Until relatively recent changes in law, Japan Inc. wanted the Japanese
to
REPLACE their cars with new ones as well --- thus, as a result of their
stringent safety/pollution/etc. inspection requirements, few Japanese
owners kept their cars past six or seven years.  Too expensive to
inspect/meet strict standards.
----------------------------------

Recently? You mean the laws have changed?? I lived in Japan for a little
over two years, 1987-1989. Car inspections were stringent and relatively
expensive, and had to be accomplished every two years until the car
reached 10 years old. Then it had to be done every year. Depending on
when a car was registered and inspected (say it was bought late in the
model year) the last inspection could be stretched out to 11 or all but
12 years -- if it was inspected in December just before it turned 10
years old it still got a two year inspection. After that is when it went
to the salvage yard, or is still in great condition it as shipped out of
the country to be sold as a used car elsewhere. That's also where a lot
of used Japanese engines come from -- or at least used to.

Given data.
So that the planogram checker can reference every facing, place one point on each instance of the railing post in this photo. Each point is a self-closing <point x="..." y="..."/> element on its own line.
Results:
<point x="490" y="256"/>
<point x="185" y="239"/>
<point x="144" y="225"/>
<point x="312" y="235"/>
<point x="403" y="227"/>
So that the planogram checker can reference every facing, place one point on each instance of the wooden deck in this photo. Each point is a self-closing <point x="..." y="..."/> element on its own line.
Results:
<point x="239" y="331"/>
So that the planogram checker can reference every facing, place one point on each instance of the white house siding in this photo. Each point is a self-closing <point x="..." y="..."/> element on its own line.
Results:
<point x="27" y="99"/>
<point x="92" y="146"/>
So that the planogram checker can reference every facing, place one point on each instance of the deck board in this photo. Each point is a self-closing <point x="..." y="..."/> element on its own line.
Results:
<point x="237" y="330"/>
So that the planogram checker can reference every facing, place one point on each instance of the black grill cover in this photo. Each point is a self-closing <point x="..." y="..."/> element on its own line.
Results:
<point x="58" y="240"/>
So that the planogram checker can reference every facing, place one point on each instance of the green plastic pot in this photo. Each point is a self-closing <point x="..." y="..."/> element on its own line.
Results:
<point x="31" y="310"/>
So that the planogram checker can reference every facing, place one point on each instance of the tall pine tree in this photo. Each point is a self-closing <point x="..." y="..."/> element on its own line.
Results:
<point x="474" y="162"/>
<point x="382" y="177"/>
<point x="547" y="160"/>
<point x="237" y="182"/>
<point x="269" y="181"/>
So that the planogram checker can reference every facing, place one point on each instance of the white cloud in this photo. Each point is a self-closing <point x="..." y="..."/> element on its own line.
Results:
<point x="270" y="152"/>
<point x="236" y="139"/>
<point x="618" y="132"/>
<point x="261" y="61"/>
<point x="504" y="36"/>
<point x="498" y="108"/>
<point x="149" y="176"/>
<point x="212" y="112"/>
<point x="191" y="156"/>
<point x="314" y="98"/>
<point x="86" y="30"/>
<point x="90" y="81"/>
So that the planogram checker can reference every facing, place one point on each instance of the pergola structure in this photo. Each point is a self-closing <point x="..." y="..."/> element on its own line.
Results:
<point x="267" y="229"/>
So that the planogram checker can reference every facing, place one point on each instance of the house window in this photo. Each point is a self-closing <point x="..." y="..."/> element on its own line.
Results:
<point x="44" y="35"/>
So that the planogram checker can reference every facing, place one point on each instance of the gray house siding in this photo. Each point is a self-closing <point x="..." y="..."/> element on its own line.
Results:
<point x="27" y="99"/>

Set task.
Transcribe the text about Japanese car inspections from "Until relatively recent" to "inspect/meet strict standards.". The data has no connection to the text about Japanese car inspections.

Solution for this problem.
Until relatively recent changes in law, Japan Inc. wanted the Japanese
to
REPLACE their cars with new ones as well --- thus, as a result of their
stringent safety/pollution/etc. inspection requirements, few Japanese
owners kept their cars past six or seven years.  Too expensive to
inspect/meet strict standards.